RECORD EXTRACTS:

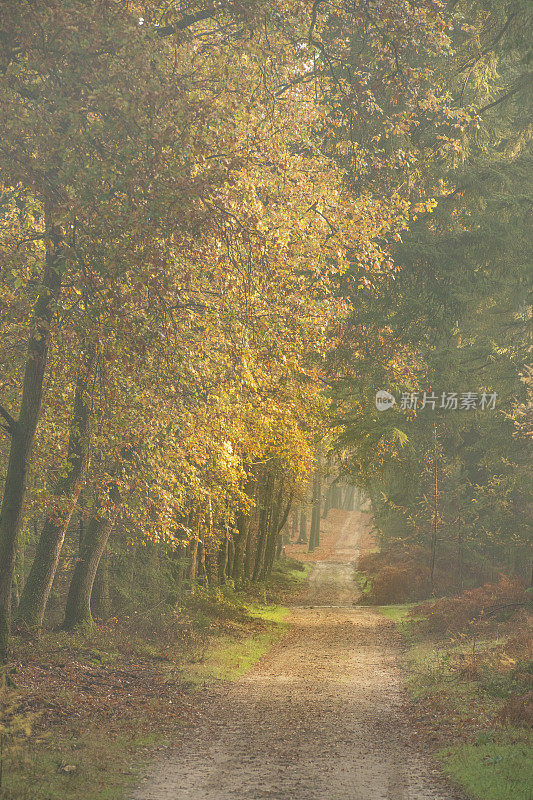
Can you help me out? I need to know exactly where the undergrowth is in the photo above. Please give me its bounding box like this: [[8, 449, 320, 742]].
[[0, 556, 306, 800], [378, 583, 533, 800]]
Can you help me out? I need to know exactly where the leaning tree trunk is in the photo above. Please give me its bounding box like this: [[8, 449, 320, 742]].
[[0, 209, 62, 661], [62, 510, 117, 630], [16, 357, 94, 631]]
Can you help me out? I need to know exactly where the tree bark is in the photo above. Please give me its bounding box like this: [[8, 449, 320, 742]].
[[91, 547, 111, 620], [217, 536, 228, 584], [291, 509, 298, 541], [243, 518, 255, 582], [262, 479, 284, 579], [298, 509, 308, 544], [344, 485, 355, 511], [0, 209, 62, 661], [321, 485, 330, 518], [243, 481, 260, 582], [62, 510, 117, 630], [232, 511, 248, 584], [16, 357, 94, 631], [226, 538, 234, 581], [188, 537, 199, 580], [197, 539, 208, 586], [309, 463, 322, 552], [269, 490, 294, 571], [252, 473, 273, 582]]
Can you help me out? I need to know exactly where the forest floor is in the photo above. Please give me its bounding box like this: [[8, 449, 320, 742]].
[[2, 570, 302, 799], [6, 511, 528, 800], [130, 508, 462, 800]]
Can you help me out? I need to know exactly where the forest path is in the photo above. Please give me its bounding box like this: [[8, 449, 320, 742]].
[[131, 509, 460, 800]]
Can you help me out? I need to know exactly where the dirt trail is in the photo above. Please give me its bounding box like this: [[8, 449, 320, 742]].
[[131, 509, 460, 800]]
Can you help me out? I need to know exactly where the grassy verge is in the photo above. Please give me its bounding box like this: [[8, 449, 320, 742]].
[[179, 602, 290, 686], [1, 558, 306, 800], [1, 727, 161, 800], [377, 604, 533, 800], [376, 602, 416, 625]]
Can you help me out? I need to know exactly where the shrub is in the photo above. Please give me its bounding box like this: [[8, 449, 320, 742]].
[[358, 546, 432, 603], [282, 557, 306, 572], [364, 562, 431, 604], [357, 543, 487, 604], [499, 690, 533, 728], [411, 577, 528, 635]]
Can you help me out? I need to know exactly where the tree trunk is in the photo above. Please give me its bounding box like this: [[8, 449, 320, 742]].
[[226, 538, 234, 581], [91, 547, 111, 620], [232, 474, 253, 584], [62, 510, 117, 630], [291, 509, 298, 541], [269, 490, 294, 571], [344, 485, 355, 511], [16, 358, 94, 631], [188, 538, 199, 580], [197, 539, 208, 586], [243, 482, 260, 582], [252, 473, 273, 582], [309, 463, 322, 552], [0, 209, 62, 661], [232, 511, 247, 584], [322, 485, 330, 518], [457, 523, 464, 591], [262, 479, 284, 579], [298, 509, 308, 544], [217, 537, 228, 584], [243, 519, 255, 582]]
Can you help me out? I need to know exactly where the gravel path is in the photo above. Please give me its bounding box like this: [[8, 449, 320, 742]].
[[131, 510, 460, 800]]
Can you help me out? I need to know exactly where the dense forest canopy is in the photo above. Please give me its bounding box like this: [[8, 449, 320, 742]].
[[0, 0, 531, 662]]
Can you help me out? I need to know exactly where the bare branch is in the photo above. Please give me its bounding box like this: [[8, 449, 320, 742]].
[[275, 68, 323, 98], [0, 402, 19, 437], [477, 86, 520, 115], [155, 4, 224, 37]]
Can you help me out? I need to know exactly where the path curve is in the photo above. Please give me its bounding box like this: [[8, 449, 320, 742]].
[[131, 509, 460, 800]]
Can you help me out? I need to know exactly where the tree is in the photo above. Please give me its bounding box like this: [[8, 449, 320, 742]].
[[328, 0, 532, 590]]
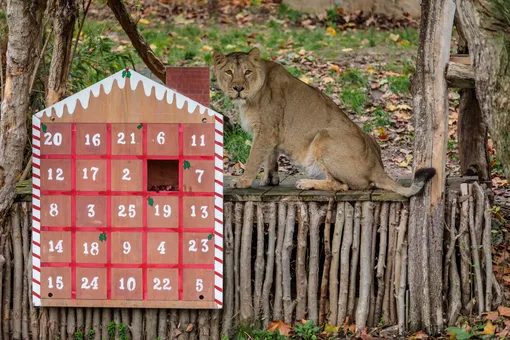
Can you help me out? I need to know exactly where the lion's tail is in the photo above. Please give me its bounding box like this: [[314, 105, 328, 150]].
[[373, 168, 436, 197]]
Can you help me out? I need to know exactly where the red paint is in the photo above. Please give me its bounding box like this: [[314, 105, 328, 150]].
[[71, 123, 77, 299], [178, 123, 184, 300], [106, 123, 112, 299]]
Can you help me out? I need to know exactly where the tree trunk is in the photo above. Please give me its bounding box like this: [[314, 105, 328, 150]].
[[106, 0, 166, 82], [46, 0, 78, 106], [455, 0, 510, 181], [408, 0, 455, 333], [454, 16, 490, 181], [0, 0, 47, 228]]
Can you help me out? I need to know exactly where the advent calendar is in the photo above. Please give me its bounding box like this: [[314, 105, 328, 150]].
[[31, 69, 224, 308]]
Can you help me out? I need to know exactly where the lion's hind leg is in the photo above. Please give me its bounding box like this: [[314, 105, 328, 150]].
[[296, 177, 349, 191]]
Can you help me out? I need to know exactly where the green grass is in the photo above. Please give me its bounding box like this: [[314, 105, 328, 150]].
[[224, 125, 252, 164], [388, 76, 410, 94], [340, 88, 367, 114]]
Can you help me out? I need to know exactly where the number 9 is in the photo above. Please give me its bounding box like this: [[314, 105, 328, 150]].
[[123, 241, 131, 254]]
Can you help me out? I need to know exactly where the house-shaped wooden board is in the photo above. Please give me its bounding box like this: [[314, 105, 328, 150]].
[[31, 68, 224, 309]]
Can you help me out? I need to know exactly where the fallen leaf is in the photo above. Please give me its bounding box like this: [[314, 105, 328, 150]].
[[389, 33, 400, 42], [138, 18, 150, 25], [483, 311, 499, 321], [387, 103, 397, 112], [365, 65, 375, 74], [396, 104, 412, 111], [299, 76, 311, 84], [322, 76, 335, 84], [202, 45, 213, 52], [324, 323, 340, 333], [483, 320, 496, 335], [329, 64, 341, 73], [326, 27, 337, 36], [267, 320, 292, 336], [185, 323, 194, 332], [341, 48, 353, 52], [499, 306, 510, 317], [409, 331, 428, 339]]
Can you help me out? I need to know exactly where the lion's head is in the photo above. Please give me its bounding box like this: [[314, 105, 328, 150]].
[[212, 48, 264, 104]]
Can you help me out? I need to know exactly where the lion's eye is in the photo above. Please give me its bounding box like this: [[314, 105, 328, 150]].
[[245, 70, 252, 76], [225, 70, 233, 76]]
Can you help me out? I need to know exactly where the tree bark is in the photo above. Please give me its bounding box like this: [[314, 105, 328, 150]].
[[46, 0, 77, 106], [408, 0, 455, 333], [454, 16, 490, 181], [0, 0, 47, 228], [106, 0, 166, 82], [455, 0, 510, 181]]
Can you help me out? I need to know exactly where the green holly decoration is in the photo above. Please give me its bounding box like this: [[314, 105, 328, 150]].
[[99, 232, 107, 242], [121, 68, 132, 78], [42, 124, 47, 133], [208, 234, 213, 240], [183, 160, 191, 170], [137, 123, 143, 129], [148, 197, 154, 207]]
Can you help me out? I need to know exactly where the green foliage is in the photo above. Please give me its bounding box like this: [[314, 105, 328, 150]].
[[388, 76, 410, 94], [293, 320, 321, 340], [340, 87, 367, 114], [118, 322, 128, 340], [87, 330, 95, 340], [286, 66, 305, 78], [340, 68, 368, 88], [277, 4, 302, 23], [107, 322, 116, 340], [224, 125, 252, 164], [232, 324, 287, 340], [373, 107, 391, 127], [74, 330, 84, 340]]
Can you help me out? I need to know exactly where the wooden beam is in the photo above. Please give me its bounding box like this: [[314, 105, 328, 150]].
[[449, 54, 471, 64], [446, 62, 475, 88]]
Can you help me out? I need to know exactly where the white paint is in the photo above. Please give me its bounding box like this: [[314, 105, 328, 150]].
[[33, 69, 218, 119]]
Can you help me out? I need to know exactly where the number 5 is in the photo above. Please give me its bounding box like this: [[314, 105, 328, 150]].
[[196, 279, 203, 292]]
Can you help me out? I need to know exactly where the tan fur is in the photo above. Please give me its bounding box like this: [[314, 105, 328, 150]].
[[212, 48, 434, 197]]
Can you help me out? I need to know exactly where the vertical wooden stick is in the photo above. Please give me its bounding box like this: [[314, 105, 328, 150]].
[[40, 309, 49, 340], [60, 308, 67, 340], [240, 201, 254, 324], [67, 308, 75, 339], [92, 308, 100, 340], [467, 184, 484, 314], [3, 222, 12, 340], [308, 202, 326, 324], [329, 202, 345, 325], [459, 184, 471, 309], [337, 202, 353, 326], [253, 203, 265, 324], [145, 309, 158, 340], [158, 309, 167, 340], [198, 310, 210, 340], [398, 241, 408, 335], [319, 199, 334, 325], [113, 309, 121, 339], [394, 207, 409, 305], [76, 308, 84, 336], [295, 202, 309, 321], [483, 198, 493, 311], [375, 202, 389, 325], [85, 308, 92, 336], [234, 202, 243, 317], [189, 309, 198, 340], [49, 308, 60, 340], [368, 203, 379, 327], [168, 310, 179, 340], [283, 203, 296, 324], [11, 204, 23, 340], [273, 203, 287, 321], [262, 202, 277, 328], [131, 308, 143, 340], [211, 309, 221, 340], [383, 203, 398, 324], [355, 201, 374, 327], [347, 202, 362, 319], [447, 191, 461, 325], [120, 309, 130, 339], [221, 202, 234, 337]]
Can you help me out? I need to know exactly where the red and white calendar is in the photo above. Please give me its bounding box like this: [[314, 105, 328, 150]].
[[31, 69, 224, 308]]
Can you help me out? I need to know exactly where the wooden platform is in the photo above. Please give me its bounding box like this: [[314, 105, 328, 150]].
[[15, 175, 481, 203]]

EXERCISE REQUIREMENTS: Provide an exact transcript of the lines from the one that holds "the wooden beam" through the final line of the data above.

YOUR RESPONSE:
Can you help me out? I need to know exactly where the wooden beam is in the photo above. Please give me its bounding box like this: [[314, 105, 328, 150]].
[[449, 54, 471, 64], [446, 62, 475, 88]]
Can you help me out? I need to know exactly where the white paint is in the photo above. Please give me its bounding box like this: [[314, 105, 328, 150]].
[[33, 69, 218, 119]]
Can you help me out? I need to know exactly where the number 5 is in the photo above. Please give me its bounding box like this: [[314, 105, 328, 150]].
[[196, 279, 203, 292]]
Can you help me out? I need to know exactly where the tan fur is in the photo above. Please give me its bounding box like this: [[314, 105, 328, 150]].
[[212, 48, 434, 197]]
Can you help me out? I need to know exactly where the vertical wooden stick is in the photo above. Please give me its bounding box like this: [[314, 105, 328, 150]].
[[40, 309, 49, 340], [60, 308, 67, 340], [240, 201, 254, 324], [67, 308, 75, 339], [92, 308, 100, 340], [467, 184, 484, 314], [3, 222, 12, 340], [308, 202, 326, 324], [329, 202, 345, 325], [459, 184, 471, 309], [337, 202, 353, 326], [253, 203, 265, 324], [145, 309, 158, 340], [158, 309, 167, 340], [198, 310, 210, 340], [398, 241, 408, 335], [319, 199, 334, 325], [113, 309, 121, 339], [394, 207, 409, 305], [76, 308, 84, 336], [295, 202, 309, 321], [483, 198, 493, 311], [375, 202, 389, 325], [85, 308, 92, 336], [234, 202, 243, 317], [189, 309, 198, 340], [49, 308, 60, 340], [368, 203, 379, 327], [168, 310, 179, 340], [283, 203, 296, 324], [11, 204, 23, 340], [273, 203, 287, 321], [262, 202, 277, 328], [131, 308, 143, 340], [211, 309, 221, 340], [383, 203, 398, 324], [355, 201, 374, 327], [347, 202, 362, 319], [447, 191, 461, 325], [120, 309, 130, 339], [221, 202, 234, 337]]
Can you help me out? I need to know exactly where the red and white calendar is in the photo above. Please give me its bounding box like this: [[314, 105, 328, 150]].
[[31, 69, 224, 308]]
Can you help me out? I need to know exactly where the wooden platform is in the photo above. Please give me its bounding box like this: [[314, 105, 328, 150]].
[[15, 175, 481, 203]]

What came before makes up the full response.